GOAL :: Print all the records below line for line, without any changes, and leave the pictures out of your answer.

· · · · · · ·

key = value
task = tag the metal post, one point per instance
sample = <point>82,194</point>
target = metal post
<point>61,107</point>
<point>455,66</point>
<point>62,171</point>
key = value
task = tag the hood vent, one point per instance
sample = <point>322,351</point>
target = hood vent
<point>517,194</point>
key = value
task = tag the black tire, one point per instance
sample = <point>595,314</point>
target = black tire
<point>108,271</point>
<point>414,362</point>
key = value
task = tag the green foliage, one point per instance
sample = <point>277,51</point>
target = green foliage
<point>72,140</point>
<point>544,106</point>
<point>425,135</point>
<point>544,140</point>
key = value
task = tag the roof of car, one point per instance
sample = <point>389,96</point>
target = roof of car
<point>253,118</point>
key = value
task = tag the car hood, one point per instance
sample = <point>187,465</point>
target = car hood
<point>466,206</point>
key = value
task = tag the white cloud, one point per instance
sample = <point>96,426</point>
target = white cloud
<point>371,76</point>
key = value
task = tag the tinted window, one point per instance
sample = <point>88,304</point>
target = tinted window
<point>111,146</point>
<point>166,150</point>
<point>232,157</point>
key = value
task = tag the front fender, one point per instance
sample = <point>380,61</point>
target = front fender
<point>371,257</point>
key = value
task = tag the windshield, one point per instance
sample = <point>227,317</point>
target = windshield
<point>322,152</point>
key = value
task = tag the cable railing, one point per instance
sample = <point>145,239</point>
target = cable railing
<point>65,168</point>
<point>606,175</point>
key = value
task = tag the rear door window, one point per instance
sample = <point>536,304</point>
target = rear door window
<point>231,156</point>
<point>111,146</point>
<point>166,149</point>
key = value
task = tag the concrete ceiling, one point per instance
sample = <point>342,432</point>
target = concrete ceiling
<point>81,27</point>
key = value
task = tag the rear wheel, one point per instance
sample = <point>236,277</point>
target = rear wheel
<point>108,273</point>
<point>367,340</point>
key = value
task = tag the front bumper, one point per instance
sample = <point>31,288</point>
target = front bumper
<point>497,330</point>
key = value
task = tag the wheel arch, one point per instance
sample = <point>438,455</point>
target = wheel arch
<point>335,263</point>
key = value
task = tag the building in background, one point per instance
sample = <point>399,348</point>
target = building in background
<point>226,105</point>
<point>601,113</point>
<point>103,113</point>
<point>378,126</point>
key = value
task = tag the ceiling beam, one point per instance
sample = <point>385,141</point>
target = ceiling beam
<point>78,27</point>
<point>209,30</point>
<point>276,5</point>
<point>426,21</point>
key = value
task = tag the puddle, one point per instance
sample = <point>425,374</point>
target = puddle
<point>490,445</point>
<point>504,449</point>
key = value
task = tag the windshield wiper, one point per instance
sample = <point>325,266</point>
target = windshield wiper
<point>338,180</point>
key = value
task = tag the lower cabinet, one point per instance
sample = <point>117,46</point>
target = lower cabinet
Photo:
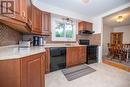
<point>24,72</point>
<point>47,61</point>
<point>75,56</point>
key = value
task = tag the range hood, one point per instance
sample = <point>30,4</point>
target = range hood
<point>83,32</point>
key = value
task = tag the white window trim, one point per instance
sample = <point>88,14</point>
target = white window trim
<point>53,24</point>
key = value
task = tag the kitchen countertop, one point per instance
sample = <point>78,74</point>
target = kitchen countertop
<point>16,52</point>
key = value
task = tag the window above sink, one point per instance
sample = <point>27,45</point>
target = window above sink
<point>63,29</point>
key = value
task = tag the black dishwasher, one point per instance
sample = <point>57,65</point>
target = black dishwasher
<point>57,58</point>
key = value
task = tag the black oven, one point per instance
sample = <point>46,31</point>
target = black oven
<point>92,51</point>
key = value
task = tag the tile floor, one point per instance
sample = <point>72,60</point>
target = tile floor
<point>105,76</point>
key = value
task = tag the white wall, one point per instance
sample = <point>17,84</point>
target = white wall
<point>106,38</point>
<point>126,33</point>
<point>98,25</point>
<point>59,11</point>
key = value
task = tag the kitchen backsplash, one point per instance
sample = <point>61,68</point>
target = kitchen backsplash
<point>9,36</point>
<point>95,39</point>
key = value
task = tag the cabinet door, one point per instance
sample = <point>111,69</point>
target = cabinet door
<point>37,20</point>
<point>14,9</point>
<point>10,73</point>
<point>75,56</point>
<point>47,61</point>
<point>33,71</point>
<point>46,23</point>
<point>82,55</point>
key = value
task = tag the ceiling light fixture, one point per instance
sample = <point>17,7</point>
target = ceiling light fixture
<point>120,19</point>
<point>85,1</point>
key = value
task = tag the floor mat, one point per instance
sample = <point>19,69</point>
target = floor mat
<point>77,72</point>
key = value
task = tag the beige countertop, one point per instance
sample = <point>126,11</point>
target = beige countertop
<point>15,52</point>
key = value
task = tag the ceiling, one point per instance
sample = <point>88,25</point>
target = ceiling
<point>111,19</point>
<point>91,9</point>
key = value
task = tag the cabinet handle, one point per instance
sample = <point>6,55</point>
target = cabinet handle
<point>23,13</point>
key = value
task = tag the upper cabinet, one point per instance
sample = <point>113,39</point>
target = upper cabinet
<point>36,20</point>
<point>46,23</point>
<point>85,26</point>
<point>18,16</point>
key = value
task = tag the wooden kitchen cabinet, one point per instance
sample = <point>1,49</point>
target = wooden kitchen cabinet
<point>19,12</point>
<point>21,19</point>
<point>75,56</point>
<point>85,26</point>
<point>46,23</point>
<point>36,20</point>
<point>47,61</point>
<point>25,72</point>
<point>82,55</point>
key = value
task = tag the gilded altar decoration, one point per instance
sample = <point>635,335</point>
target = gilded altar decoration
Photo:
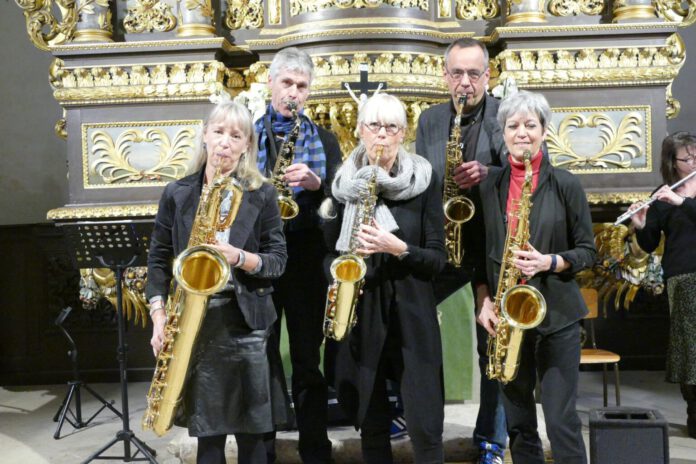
<point>49,22</point>
<point>622,268</point>
<point>525,11</point>
<point>312,6</point>
<point>137,154</point>
<point>476,9</point>
<point>149,16</point>
<point>633,9</point>
<point>175,81</point>
<point>98,283</point>
<point>617,145</point>
<point>576,7</point>
<point>244,14</point>
<point>677,11</point>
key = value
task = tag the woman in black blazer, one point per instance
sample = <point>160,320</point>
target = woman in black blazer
<point>232,387</point>
<point>560,244</point>
<point>397,335</point>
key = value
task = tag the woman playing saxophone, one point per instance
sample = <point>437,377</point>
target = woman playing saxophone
<point>560,244</point>
<point>397,335</point>
<point>234,385</point>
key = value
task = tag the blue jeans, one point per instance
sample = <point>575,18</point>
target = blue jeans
<point>490,423</point>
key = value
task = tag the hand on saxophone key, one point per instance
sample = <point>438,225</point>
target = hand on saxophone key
<point>299,175</point>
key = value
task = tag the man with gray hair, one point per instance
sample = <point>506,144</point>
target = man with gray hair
<point>301,292</point>
<point>466,74</point>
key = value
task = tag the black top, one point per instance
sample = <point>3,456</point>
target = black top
<point>679,225</point>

· · · · · · ·

ANSWER TO THIS PROBLEM ::
key = value
task = tag the metal post, one point per instance
sample = <point>82,194</point>
target = metal post
<point>61,107</point>
<point>455,66</point>
<point>62,171</point>
key = value
task = tag the hood vent, one point per instance
sample = <point>322,351</point>
target = hood vent
<point>517,194</point>
key = value
task = tag the black tire, one point per instance
sample = <point>595,314</point>
target = black tire
<point>108,271</point>
<point>414,362</point>
key = value
task = tag the green foliage, one point per instance
sample = <point>277,51</point>
target = green foliage
<point>72,140</point>
<point>544,106</point>
<point>425,135</point>
<point>544,140</point>
key = value
task = tag the roof of car, one point per instance
sample = <point>389,96</point>
target = roof of car
<point>253,118</point>
key = value
task = tag the car hood, one point per instance
sample = <point>187,465</point>
target = car hood
<point>466,206</point>
key = value
task = tag the white cloud, one point per instance
sample = <point>96,426</point>
target = white cloud
<point>371,76</point>
key = value
task = tag the tinted window, one point per instance
sample = <point>88,304</point>
target = tinted window
<point>111,146</point>
<point>166,150</point>
<point>232,157</point>
key = value
task = tag the front fender, one point per instance
sample = <point>380,61</point>
target = front fender
<point>371,257</point>
key = value
task = tag the windshield, one point per instance
sample = <point>227,317</point>
target = windshield
<point>322,152</point>
key = value
task = tag the cable railing, one point per instance
sample = <point>145,239</point>
target = cable railing
<point>65,168</point>
<point>606,175</point>
key = value
task = tag the rear door window, one point per instance
sample = <point>536,304</point>
target = rear door window
<point>231,156</point>
<point>111,146</point>
<point>166,149</point>
key = value
task = tag the concrete ceiling, one point per instance
sample = <point>342,432</point>
target = concrete ceiling
<point>81,27</point>
key = value
task = tag the rear wheel, one point per instance
sample = <point>236,277</point>
target = rear wheel
<point>108,273</point>
<point>367,340</point>
key = value
task = tag the front bumper, one point per instance
sample = <point>31,288</point>
target = front bumper
<point>497,330</point>
key = value
task = tag the wheel arch, one point per instance
sample = <point>438,455</point>
target = wheel arch
<point>335,263</point>
key = value
task = tag the building in background, one point per instance
sample = <point>399,348</point>
target = building in background
<point>226,105</point>
<point>601,113</point>
<point>103,113</point>
<point>378,126</point>
key = value
task = tag the ceiling beam, one point per instance
sample = <point>385,141</point>
target = ceiling beam
<point>78,27</point>
<point>209,30</point>
<point>276,5</point>
<point>426,21</point>
key = value
task = tag the puddle, one point per instance
sample = <point>425,374</point>
target = puddle
<point>490,445</point>
<point>504,449</point>
key = value
task = tag the windshield wiper, one point per instance
sample = <point>325,266</point>
target = windshield wiper
<point>338,180</point>
key = value
task = tag the lower cabinet, one point per instance
sample = <point>117,46</point>
target = lower cabinet
Photo:
<point>24,72</point>
<point>47,61</point>
<point>75,56</point>
key = value
task = tag the range hood, one point per instance
sample = <point>30,4</point>
target = range hood
<point>83,32</point>
key = value
task = tag the white window trim, one point per instance
sample = <point>88,14</point>
target = white window trim
<point>53,24</point>
key = value
task = tag the kitchen countertop, one point per instance
sample = <point>78,74</point>
target = kitchen countertop
<point>16,52</point>
key = value
task = tag the window above sink, one point per instance
sample = <point>27,45</point>
target = window above sink
<point>63,29</point>
key = value
task = tag the black dishwasher, one point per instance
sample = <point>57,65</point>
target = black dishwasher
<point>57,58</point>
key = value
task = tag the black oven, one point per instance
sample = <point>46,31</point>
target = black oven
<point>92,51</point>
key = value
task = tag the tile floor, one point per instance
sample = <point>72,60</point>
target = tile floor
<point>105,76</point>
key = value
task = tag the white wall, one point per instance
sample = <point>17,84</point>
target = white wall
<point>106,38</point>
<point>126,33</point>
<point>98,25</point>
<point>59,11</point>
key = value
task = tag the kitchen backsplash, one point per instance
sample = <point>61,68</point>
target = kitchen backsplash
<point>9,36</point>
<point>95,39</point>
key = value
task = tag the cabinet door, one point per instance
sample = <point>111,69</point>
target = cabinet door
<point>37,20</point>
<point>14,9</point>
<point>10,73</point>
<point>75,56</point>
<point>47,61</point>
<point>33,71</point>
<point>46,23</point>
<point>82,55</point>
key = value
task = tag the ceiling light fixture, one point per instance
sample = <point>17,7</point>
target = ceiling light fixture
<point>120,19</point>
<point>85,1</point>
key = value
task = tag the floor mat, one point per instance
sample = <point>19,69</point>
target = floor mat
<point>77,72</point>
key = value
task = tag the beige countertop, one point per instance
sample = <point>126,11</point>
target = beige countertop
<point>15,52</point>
key = value
task = tag the ceiling, one point per instance
sample = <point>88,25</point>
target = ceiling
<point>111,19</point>
<point>91,9</point>
key = value
task = tag the cabinet handle, one point per instance
sample = <point>6,55</point>
target = cabinet handle
<point>23,13</point>
key = value
task = tag the upper cabinet, one point per instance
sample = <point>113,39</point>
target = upper cabinet
<point>36,20</point>
<point>46,23</point>
<point>85,26</point>
<point>18,16</point>
key = value
task = tag the wooden kitchen cabinet, one point per instance
sample = <point>1,49</point>
target = wooden kitchen cabinet
<point>19,12</point>
<point>21,19</point>
<point>75,56</point>
<point>85,26</point>
<point>46,23</point>
<point>36,20</point>
<point>47,61</point>
<point>25,72</point>
<point>82,55</point>
key = value
task = tag the gilded altar decoration, one point per instance
sample = <point>635,335</point>
target = gilded altar decoration
Photo:
<point>49,22</point>
<point>622,268</point>
<point>525,11</point>
<point>312,6</point>
<point>137,154</point>
<point>476,9</point>
<point>149,16</point>
<point>633,9</point>
<point>175,81</point>
<point>98,283</point>
<point>617,145</point>
<point>576,7</point>
<point>244,14</point>
<point>677,11</point>
key = value
task = tag the woman in black blazer, one point per instance
sample = <point>160,320</point>
target = woman in black blazer
<point>232,387</point>
<point>560,244</point>
<point>397,335</point>
key = value
task = tag the woman playing saxophone, one point per instance
sample = <point>437,377</point>
target = woman playing saxophone
<point>560,244</point>
<point>397,335</point>
<point>234,385</point>
key = value
task = tag the blue jeans, one point per instance
sample = <point>575,18</point>
target = blue jeans
<point>490,423</point>
key = value
task = tag the hand on saxophone key, one point per instance
sample = <point>438,225</point>
target = hand on saxophone key
<point>299,175</point>
key = value
task = tag the man with gray hair, one point per instance
sample = <point>506,144</point>
target = man with gray hair
<point>301,292</point>
<point>466,74</point>
key = value
task = tag the black top, one point per instance
sample = <point>3,456</point>
target = black top
<point>679,225</point>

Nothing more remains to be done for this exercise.